*Problems*
1/ From the SME background section, extract the text from "Background of the" up to and including "including poverty eradication.".
2/ Answer these from the SME background section:
(a) Besides wider economic and socio-economic objectives in general, which specific objective does the section name as one that SME development is seen as accelerating?
(b) Which authors identify a "developmental approach" to SME promotion, and in what year?
(c) Which region did Piore and Sabel use as their case?

*Selection*
= = = =

Background of the Study 
Interest in the role of small and medium-sized enterprises (SMEs) in the development process continues to be in the forefront of policy debates in developing countries. The advantages claimed for SMEs are various, including: the encouragement of entrepreneurship; the greater likelihood that SMEs will utilize labour intensive technologies and thus have an immediate impact on employment generation; they can usually be established rapidly and put into operation to produce quick returns; SME development can encourage the process of both inter- and intra- regional decentralization; and, they may well become a countervailing force against the economic power of larger enterprises. More generally the development of SMEs is seen as accelerating the achievement of wider economic and socio-economic objectives, including poverty eradication. 

Staley and Morse, (1965) identify a ‘developmental approach’ to SME promotion which has as its objective the creation of ‘economically viable enterprises which can stand on their own feet without perpetual subsidy and can make a positive contribution to the performance of real income and therefore to better living levels’. This approach emphasizes the importance of efficiency in new SMEs. Small producers must be encouraged to adopt new methods, move into new lines of production and in the longer-run, wherever feasible, they should be encouraged to become medium- or even large-scale producers. More recent concerns associated with the performance and efficiency of smaller enterprises has also become prominent (Mazumdar, 1997). Using the case of Northern Italy, Piore and Sabel (1984) have argued that small enterprises are more efficient because they have adopted a flexible specialization approach. Correspondingly, there has been growing interest in whether this model has or can be replicated in developing countries (Schmitz, 1989; Pederson, 1994; Schmitz and Musyck, 1994; Schmitz, 1995).

= = = =

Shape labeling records
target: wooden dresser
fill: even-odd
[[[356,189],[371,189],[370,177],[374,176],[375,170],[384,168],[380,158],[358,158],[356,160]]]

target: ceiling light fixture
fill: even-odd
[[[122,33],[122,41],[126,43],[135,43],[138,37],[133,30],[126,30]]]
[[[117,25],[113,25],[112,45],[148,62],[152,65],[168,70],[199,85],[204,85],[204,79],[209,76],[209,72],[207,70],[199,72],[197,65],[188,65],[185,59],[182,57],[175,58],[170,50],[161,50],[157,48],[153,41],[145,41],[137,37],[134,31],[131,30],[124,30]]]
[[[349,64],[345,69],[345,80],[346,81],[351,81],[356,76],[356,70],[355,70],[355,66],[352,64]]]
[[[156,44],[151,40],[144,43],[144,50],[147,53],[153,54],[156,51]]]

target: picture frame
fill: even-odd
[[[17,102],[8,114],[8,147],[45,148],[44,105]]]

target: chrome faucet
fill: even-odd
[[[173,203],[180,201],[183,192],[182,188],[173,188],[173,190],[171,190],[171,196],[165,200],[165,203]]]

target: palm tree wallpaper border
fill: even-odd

= = = =

*The results*
1/
Background of the Study 
Interest in the role of small and medium-sized enterprises (SMEs) in the development process continues to be in the forefront of policy debates in developing countries. The advantages claimed for SMEs are various, including: the encouragement of entrepreneurship; the greater likelihood that SMEs will utilize labour intensive technologies and thus have an immediate impact on employment generation; they can usually be established rapidly and put into operation to produce quick returns; SME development can encourage the process of both inter- and intra- regional decentralization; and, they may well become a countervailing force against the economic power of larger enterprises. More generally the development of SMEs is seen as accelerating the achievement of wider economic and socio-economic objectives, including poverty eradication.

2/
(a) Poverty eradication.
(b) Staley and Morse, 1965.
(c) Northern Italy.